_STATED EXERCISE_: Could you give back only the lines starting with the one containing "We need the location of the green" and going on through the one containing "[149,190,200,288]", with "bounding box" swapped for "enclosing rectangle" and nothing else changed?

_EXTRACTED MATERIAL_:
begin

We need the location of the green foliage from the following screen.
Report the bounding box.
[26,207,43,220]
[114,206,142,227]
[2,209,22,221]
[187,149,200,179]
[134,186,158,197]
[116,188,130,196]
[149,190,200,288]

end
begin

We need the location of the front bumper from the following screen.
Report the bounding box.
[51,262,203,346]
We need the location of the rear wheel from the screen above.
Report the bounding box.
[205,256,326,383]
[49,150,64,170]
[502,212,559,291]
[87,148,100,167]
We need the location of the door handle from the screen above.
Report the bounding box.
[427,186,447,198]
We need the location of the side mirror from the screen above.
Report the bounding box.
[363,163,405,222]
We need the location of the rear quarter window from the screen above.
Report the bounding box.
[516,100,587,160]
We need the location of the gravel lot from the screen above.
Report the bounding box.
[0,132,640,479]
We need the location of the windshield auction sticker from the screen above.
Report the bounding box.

end
begin

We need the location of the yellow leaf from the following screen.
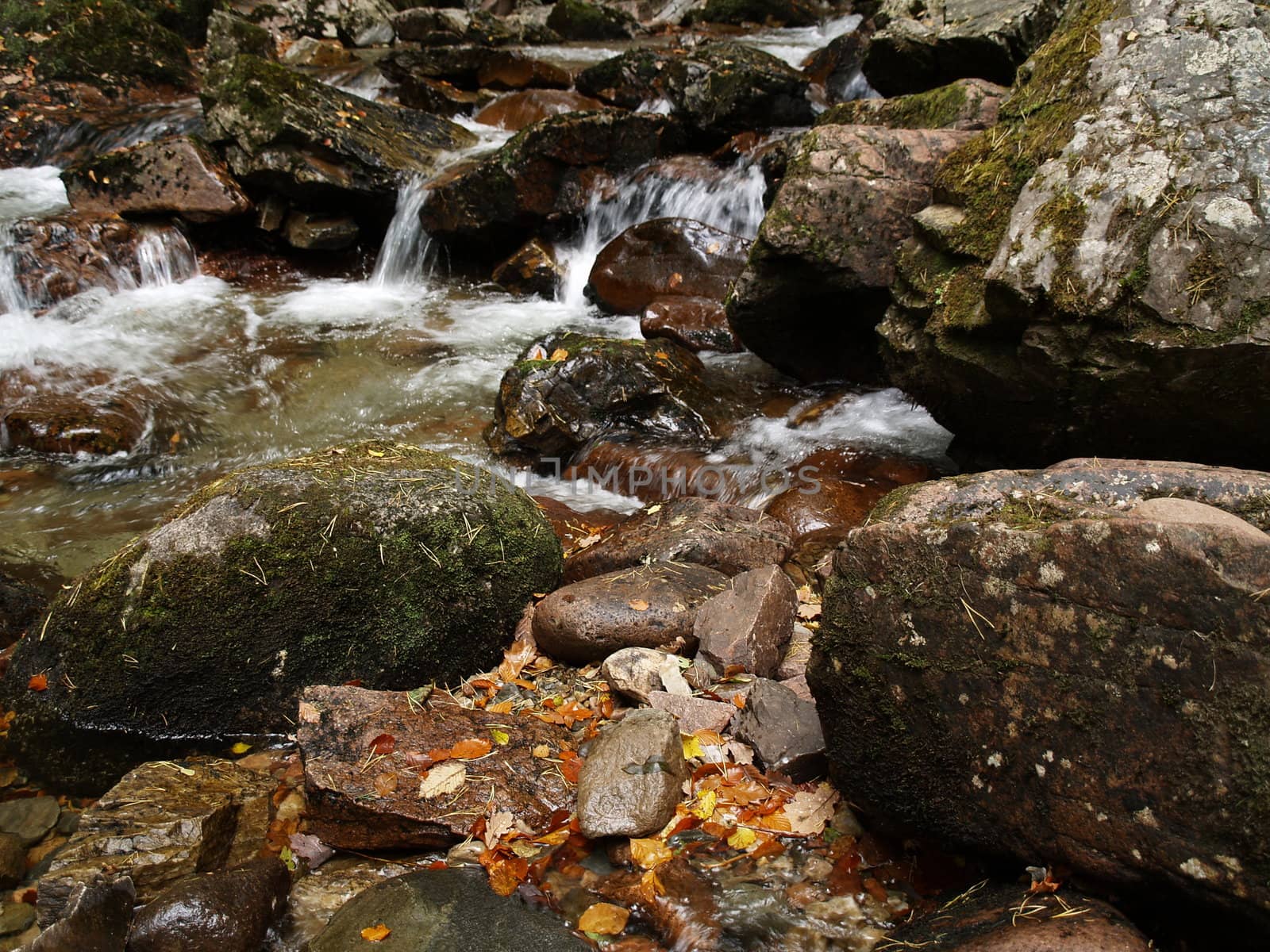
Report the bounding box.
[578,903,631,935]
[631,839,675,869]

end

_RESULT OF THE TASK_:
We need the location of the green foliage from the following screen.
Report the enclosing rectangle.
[26,207,43,220]
[114,206,142,227]
[2,209,22,221]
[187,149,200,179]
[134,186,158,197]
[116,188,130,196]
[149,190,200,288]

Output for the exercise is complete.